We can observe that there is a big problem in the names of these types: some types are the same with lower case and upper case letters, same types with different numbers at the end, and so on. We can follow simple steps to fix these issues. First, we change all the types names to be lower case, and sort the types according to their frequency and present types with at least 5000 fequency.

storm_data$evtype <- tolower(storm_data$evtype)

storm_data %>% group_by(evtype) %>% count() %>%
  arrange(desc(n)) %>% filter(n>5000) %>% kable()
evtype n
hail 288661
tstm wind 219942
thunderstorm wind 82564
tornado 60652
flash flood 54277
flood 25327
thunderstorm winds 20843
high wind 20214
lightning 15754
heavy snow 15708
heavy rain 11742
winter storm 11433
winter weather 7045
funnel cloud 6844
marine tstm wind 6175
marine thunderstorm wind 5812

From this table we find 16 storm types have frequencies greater than 5000; however, two types with different names: (1) thunderstorm wind with three names: tstm wind, thunderstorm wind, and thunderstorm winds, and (2) marine thunderstorm wind with two names: marine thunderstorm wind and marine tstm wind. We fix this issue in the following code:

storm_data <- storm_data %>%
  mutate(evtype = recode(evtype, 'tstm wind' = "thunderstorm wind",
                         'thunderstorm winds' = "thunderstorm wind",
                         'marine tstm wind' = "marine thunderstorm wind",
                         .default = NULL))
******
**GIVEN EXERCISE A**
According to the storm event text, how many storm types have frequencies greater than 5000?
The records that come next are separate material with no connection to the storm event text above.

Some records:
******
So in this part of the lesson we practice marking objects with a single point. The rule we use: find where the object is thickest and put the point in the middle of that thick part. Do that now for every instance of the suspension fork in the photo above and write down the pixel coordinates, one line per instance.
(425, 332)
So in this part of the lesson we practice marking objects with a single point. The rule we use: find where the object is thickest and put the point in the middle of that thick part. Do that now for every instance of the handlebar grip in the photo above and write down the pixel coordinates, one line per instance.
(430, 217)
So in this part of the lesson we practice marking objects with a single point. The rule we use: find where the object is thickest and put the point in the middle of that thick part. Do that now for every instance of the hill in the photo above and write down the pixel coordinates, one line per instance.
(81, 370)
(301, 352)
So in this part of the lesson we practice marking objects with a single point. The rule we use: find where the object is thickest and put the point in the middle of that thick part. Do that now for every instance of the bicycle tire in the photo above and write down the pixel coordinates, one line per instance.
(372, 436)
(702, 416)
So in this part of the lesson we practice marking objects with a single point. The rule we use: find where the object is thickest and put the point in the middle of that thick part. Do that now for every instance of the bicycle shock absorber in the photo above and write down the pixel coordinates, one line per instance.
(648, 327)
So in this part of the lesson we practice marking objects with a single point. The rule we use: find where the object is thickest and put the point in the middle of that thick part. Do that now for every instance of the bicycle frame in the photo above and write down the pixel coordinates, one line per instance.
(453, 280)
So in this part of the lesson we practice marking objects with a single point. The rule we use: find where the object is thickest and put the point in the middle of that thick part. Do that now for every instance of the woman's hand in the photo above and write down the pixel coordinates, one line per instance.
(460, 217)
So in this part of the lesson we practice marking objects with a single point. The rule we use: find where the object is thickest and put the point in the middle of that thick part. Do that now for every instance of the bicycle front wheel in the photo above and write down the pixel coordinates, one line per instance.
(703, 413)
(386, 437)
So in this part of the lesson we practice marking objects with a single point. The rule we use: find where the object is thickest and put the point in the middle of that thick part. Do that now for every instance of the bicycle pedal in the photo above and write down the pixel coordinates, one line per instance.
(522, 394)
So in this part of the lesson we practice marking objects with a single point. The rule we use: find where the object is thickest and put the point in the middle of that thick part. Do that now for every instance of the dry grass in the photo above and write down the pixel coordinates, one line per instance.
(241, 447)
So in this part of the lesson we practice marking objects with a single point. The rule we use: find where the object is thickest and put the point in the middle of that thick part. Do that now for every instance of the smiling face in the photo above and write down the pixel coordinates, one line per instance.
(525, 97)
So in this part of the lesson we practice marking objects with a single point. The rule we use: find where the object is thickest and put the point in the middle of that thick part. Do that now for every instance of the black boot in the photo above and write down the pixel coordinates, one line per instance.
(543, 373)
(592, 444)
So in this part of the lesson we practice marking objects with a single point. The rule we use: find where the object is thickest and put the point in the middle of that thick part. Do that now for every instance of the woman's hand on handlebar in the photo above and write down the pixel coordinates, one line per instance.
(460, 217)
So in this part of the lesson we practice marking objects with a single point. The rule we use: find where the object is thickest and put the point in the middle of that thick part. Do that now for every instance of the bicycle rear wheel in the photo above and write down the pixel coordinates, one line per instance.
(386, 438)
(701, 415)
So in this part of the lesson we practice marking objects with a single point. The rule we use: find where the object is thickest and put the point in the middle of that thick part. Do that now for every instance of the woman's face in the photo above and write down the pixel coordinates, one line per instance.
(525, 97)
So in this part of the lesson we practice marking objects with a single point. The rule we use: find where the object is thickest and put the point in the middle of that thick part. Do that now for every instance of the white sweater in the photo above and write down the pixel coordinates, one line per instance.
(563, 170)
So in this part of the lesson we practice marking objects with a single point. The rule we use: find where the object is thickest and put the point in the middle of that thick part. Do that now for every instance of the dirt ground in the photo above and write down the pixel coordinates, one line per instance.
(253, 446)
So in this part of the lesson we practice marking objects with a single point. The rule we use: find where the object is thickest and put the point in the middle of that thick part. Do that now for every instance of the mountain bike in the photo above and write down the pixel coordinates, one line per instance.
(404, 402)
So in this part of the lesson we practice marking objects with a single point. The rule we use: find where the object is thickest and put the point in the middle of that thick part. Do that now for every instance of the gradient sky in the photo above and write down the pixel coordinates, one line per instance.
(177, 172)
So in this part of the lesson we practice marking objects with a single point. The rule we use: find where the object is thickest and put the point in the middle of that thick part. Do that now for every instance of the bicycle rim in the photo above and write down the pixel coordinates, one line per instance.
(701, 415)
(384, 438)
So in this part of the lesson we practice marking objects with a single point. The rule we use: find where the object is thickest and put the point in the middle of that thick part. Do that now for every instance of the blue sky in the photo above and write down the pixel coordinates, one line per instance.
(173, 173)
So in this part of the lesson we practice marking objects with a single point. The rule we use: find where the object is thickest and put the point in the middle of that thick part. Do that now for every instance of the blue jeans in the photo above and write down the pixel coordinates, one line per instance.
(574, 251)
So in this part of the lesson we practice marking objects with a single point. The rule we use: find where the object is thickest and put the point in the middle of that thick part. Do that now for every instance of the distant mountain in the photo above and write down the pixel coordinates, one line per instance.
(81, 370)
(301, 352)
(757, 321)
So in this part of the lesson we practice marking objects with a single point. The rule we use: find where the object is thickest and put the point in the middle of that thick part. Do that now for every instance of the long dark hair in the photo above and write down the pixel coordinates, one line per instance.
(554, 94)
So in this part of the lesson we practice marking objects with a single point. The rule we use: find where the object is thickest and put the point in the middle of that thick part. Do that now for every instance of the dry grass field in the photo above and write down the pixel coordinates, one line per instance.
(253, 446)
******
**GIVEN EXERCISE B**
List every line of the records that contains the string "wheel", treating uppercase and lowercase as different.

**CORRECT OUTPUT A**
16 storm types have frequencies greater than 5000.

**CORRECT OUTPUT B**
So in this part of the lesson we practice marking objects with a single point. The rule we use: find where the object is thickest and put the point in the middle of that thick part. Do that now for every instance of the bicycle front wheel in the photo above and write down the pixel coordinates, one line per instance.
So in this part of the lesson we practice marking objects with a single point. The rule we use: find where the object is thickest and put the point in the middle of that thick part. Do that now for every instance of the bicycle rear wheel in the photo above and write down the pixel coordinates, one line per instance.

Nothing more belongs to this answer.